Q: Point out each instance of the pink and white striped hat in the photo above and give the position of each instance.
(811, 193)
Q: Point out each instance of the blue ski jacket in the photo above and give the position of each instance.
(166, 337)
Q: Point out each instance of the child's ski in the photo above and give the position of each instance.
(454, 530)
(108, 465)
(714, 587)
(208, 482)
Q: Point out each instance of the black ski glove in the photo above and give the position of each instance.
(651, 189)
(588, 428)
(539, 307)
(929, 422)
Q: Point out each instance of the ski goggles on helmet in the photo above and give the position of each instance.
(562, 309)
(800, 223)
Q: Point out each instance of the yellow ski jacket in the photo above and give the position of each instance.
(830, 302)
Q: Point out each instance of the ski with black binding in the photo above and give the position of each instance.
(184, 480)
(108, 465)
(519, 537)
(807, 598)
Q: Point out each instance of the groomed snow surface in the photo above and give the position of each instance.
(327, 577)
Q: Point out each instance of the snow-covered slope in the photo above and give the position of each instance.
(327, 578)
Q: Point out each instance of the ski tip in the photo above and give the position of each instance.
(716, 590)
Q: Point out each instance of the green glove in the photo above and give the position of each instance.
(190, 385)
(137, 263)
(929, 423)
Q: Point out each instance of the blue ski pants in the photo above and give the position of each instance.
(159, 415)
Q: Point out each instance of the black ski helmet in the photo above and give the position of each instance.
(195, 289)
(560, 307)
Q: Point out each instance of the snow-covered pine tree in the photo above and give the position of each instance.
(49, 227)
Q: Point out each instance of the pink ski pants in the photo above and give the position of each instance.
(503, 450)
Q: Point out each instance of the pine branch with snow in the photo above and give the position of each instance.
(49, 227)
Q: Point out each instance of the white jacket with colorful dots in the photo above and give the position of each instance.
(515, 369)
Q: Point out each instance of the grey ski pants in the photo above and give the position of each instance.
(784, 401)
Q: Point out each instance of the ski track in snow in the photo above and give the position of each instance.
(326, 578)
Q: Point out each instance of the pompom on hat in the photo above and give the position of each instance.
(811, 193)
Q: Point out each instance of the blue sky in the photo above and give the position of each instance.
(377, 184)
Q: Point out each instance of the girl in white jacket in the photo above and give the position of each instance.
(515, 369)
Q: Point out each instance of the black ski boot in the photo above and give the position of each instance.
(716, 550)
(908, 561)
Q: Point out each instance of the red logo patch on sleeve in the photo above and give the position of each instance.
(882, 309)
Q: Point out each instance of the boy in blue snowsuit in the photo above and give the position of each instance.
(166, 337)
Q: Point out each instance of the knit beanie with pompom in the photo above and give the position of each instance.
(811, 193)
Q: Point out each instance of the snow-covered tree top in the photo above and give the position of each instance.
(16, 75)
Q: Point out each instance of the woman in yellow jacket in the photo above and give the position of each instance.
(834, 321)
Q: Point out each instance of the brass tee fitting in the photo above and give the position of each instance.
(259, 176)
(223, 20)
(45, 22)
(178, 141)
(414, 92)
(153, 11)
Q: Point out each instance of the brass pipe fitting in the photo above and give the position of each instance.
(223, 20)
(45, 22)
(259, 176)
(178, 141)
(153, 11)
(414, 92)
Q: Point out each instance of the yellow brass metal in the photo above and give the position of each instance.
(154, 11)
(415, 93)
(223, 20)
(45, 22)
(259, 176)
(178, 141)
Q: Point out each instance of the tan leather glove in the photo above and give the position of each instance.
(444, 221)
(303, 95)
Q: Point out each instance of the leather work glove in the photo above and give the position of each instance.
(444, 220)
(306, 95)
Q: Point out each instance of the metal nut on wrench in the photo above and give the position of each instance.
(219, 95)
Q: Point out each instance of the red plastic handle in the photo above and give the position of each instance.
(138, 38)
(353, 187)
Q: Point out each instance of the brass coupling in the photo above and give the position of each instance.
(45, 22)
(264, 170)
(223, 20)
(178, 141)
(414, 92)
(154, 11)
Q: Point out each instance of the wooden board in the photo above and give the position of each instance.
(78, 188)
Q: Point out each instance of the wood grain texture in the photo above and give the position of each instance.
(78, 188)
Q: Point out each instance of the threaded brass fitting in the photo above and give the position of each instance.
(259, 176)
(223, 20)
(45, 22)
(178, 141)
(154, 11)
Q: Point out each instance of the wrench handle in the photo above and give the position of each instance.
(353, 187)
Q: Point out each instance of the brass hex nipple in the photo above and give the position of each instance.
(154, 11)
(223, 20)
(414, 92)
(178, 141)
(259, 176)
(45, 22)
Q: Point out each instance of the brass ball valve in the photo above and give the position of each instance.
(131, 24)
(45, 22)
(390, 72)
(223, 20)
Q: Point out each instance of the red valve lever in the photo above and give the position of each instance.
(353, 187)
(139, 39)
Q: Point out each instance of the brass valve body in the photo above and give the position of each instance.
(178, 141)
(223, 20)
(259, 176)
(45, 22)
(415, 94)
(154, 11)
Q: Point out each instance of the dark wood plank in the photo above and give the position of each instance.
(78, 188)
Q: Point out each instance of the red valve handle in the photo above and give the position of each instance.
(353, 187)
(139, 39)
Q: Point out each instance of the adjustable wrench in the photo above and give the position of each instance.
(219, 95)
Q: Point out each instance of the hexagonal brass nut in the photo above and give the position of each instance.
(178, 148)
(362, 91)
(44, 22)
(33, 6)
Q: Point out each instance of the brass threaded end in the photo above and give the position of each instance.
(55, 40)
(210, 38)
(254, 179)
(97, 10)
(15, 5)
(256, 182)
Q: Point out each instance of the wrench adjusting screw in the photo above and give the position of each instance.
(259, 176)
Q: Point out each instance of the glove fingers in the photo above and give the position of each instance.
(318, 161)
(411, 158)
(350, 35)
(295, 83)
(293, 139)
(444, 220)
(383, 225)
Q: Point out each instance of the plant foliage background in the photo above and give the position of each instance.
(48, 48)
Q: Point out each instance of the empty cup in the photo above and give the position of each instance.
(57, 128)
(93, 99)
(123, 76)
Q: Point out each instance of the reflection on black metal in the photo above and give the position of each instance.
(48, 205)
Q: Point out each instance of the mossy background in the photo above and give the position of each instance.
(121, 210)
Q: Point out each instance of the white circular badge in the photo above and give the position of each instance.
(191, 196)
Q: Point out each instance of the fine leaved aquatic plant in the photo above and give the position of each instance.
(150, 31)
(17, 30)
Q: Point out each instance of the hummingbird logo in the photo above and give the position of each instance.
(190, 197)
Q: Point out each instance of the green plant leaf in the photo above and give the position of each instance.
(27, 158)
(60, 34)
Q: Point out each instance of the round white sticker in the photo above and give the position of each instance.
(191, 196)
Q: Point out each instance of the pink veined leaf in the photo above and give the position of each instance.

> _What the task requires_:
Nothing in the entries may be left out; each line is to be output exactly.

> _Exercise result_:
Q: Point out each instance of the pink and white striped hat in the photo above and give the position of each instance.
(811, 193)
Q: Point out each instance of the blue ski jacket in the photo above and give the position of each instance.
(166, 337)
Q: Point out each instance of the child's ski in the photo above and give the position of each instance.
(454, 530)
(108, 465)
(714, 587)
(208, 482)
Q: Point out each instance of the black ski glove in the photo above and give the position of each instance.
(651, 189)
(588, 428)
(539, 307)
(929, 422)
Q: Point out each instance of the ski goggles on helmet in the photo above and give the position of each instance.
(562, 309)
(800, 223)
Q: Point out each instance of the yellow ski jacket in the photo above and give the position of each instance.
(830, 302)
Q: Point out each instance of the ski with black binding in the photo above and give the position of each instance.
(184, 480)
(108, 465)
(519, 537)
(807, 598)
Q: Point out each instance of the groomed snow surface in the photo above and give the position of each instance.
(327, 577)
Q: Point out each instance of the snow-covered slope in the photo above and give the position of each instance.
(327, 578)
Q: Point out each instance of the ski tip in the photo above and give the position of each instance.
(716, 590)
Q: Point out each instance of the green glove in the photo above and give the position of each instance.
(190, 385)
(137, 263)
(929, 423)
Q: Point out each instance of the blue ski pants in the photo above and give the position of each instance.
(159, 415)
Q: Point out each instance of the black ski helmet in the photo above and give the position of each instance.
(195, 289)
(560, 307)
Q: Point out each instance of the snow-covered pine tree in the photo above and give the position of each instance.
(49, 227)
Q: Point out each instance of the pink ski pants in the photo above and give the position of each instance.
(503, 450)
Q: Point out each instance of the pine branch with snow in the photo above and give the position of each instance.
(49, 227)
Q: Point out each instance of the white jacket with colorful dots in the photo above and give the position of each instance.
(515, 369)
Q: Point out each instance of the grey ski pants in the photo above and give the position of each instance.
(784, 401)
Q: Point out each instance of the ski track in snow in the photo above and give the position of each instance.
(326, 578)
Q: Point out each instance of the pompom on hat in the photo above and give the position of each instance.
(811, 193)
Q: Point out each instance of the blue sky in the photo above and give the position of each instance.
(377, 184)
Q: Point out each instance of the girl in white jacket in the photo above and give the position of each instance.
(515, 369)
Q: Point out each instance of the black ski boot in the photo above and give the position of each instance.
(716, 550)
(908, 561)
Q: Point out each instance of the red logo patch on sleeve in the photo above and give the position of each instance.
(882, 309)
Q: Point out each instance of the boy in blue snowsuit in the photo above and give the position of each instance.
(166, 337)
Q: Point out each instance of the knit beanie with pompom in the photo above and give the position of each instance.
(811, 193)
Q: Point out each instance of the snow-covered tree top in the photo above and give the position of each instance.
(16, 75)
Q: Point out each instance of the woman in yellow jacket in the photo above and give the position of each instance.
(834, 321)
Q: Point out each instance of the brass tee fitting in the photo above and give the position of each instance.
(259, 176)
(223, 20)
(45, 22)
(178, 141)
(414, 92)
(153, 11)
Q: Point out each instance of the brass pipe fitting in the photo above and give the position of each instance.
(223, 20)
(45, 22)
(259, 176)
(178, 141)
(153, 11)
(414, 92)
Q: Point out each instance of the yellow brass metal in the photo above and give the position of each instance.
(154, 11)
(415, 93)
(223, 20)
(45, 22)
(259, 176)
(178, 141)
Q: Point out each instance of the tan leather glove in the photo above and give the position of each instance.
(444, 221)
(303, 95)
Q: Point out each instance of the leather work glove in the photo above and give the position of each instance.
(444, 220)
(306, 95)
Q: Point out each instance of the metal nut on wrench in the photo above and give the position of each instance.
(219, 95)
Q: Point out each instance of the red plastic handle in the photo above and give the position of each instance.
(138, 38)
(353, 187)
Q: Point out each instance of the brass coupling in the photo above and give the position of each instance.
(45, 22)
(264, 170)
(223, 20)
(178, 141)
(414, 92)
(154, 11)
Q: Point out each instance of the wooden board in the photo above and give the position of each instance.
(78, 188)
Q: Point out each instance of the wood grain texture in the photo above and give the position of each instance.
(78, 188)
Q: Point out each instance of the threaded brass fitting in the photo above and give the position of each instance.
(259, 176)
(223, 20)
(45, 22)
(178, 141)
(154, 11)
Q: Point out each instance of the wrench handle in the photo above and give the position of each instance.
(353, 187)
Q: Point out each instance of the brass hex nipple in the photo above and give the position of each instance.
(154, 11)
(223, 20)
(414, 92)
(178, 141)
(259, 176)
(45, 22)
Q: Point out each instance of the brass ball valve in the photo above and give the position of each instance.
(131, 24)
(45, 22)
(390, 72)
(223, 20)
Q: Point out each instance of the red valve lever in the photo above and give the position of each instance.
(353, 187)
(139, 39)
Q: Point out each instance of the brass valve body in the photo above and give the position of each instance.
(178, 141)
(223, 20)
(259, 176)
(45, 22)
(415, 94)
(154, 11)
Q: Point out each instance of the dark wood plank in the photo above and give the position of each instance.
(78, 188)
Q: Point out each instance of the red valve handle in the photo above and give the position of each instance.
(353, 187)
(139, 39)
Q: Point out each instance of the adjustable wrench in the photo above and give the position of each instance.
(219, 95)
Q: Point out each instance of the hexagonal brass nut in the photo above and give the position of each instance.
(178, 148)
(362, 91)
(44, 22)
(33, 6)
Q: Point out each instance of the brass threaded end in the photo above and give the position of each instance.
(55, 40)
(210, 38)
(254, 179)
(97, 10)
(15, 5)
(256, 182)
Q: Point out each instance of the wrench adjusting screw in the photo above and give the position of each instance.
(259, 176)
Q: Point out each instance of the glove fingers in the photo above and give the position of each instance.
(318, 161)
(411, 158)
(350, 35)
(295, 83)
(293, 139)
(444, 220)
(383, 225)
Q: Point out each instance of the plant foliage background in the photo above and give the position of each instance.
(48, 48)
Q: Point out each instance of the empty cup in the photo above and give the position of each instance.
(57, 128)
(93, 99)
(123, 76)
Q: Point out each instance of the reflection on black metal in the photo above and give the position of each instance.
(48, 205)
Q: Point out each instance of the mossy background in the photo above and give the position of each instance.
(121, 210)
Q: Point out each instance of the white circular badge in the photo above and give the position of each instance.
(191, 196)
Q: Point out each instance of the fine leaved aquatic plant in the photo above and give the position of each instance.
(150, 31)
(17, 30)
Q: Point out each instance of the hummingbird logo in the photo above and give the position of each instance.
(190, 197)
Q: Point out each instance of the green plant leaf in the photo above and give the position of each instance.
(27, 158)
(60, 34)
Q: Point out each instance of the round white sticker in the photo above and give the position of each instance.
(191, 196)
Q: Point out each instance of the pink veined leaf in the photo above and give the position of each instance.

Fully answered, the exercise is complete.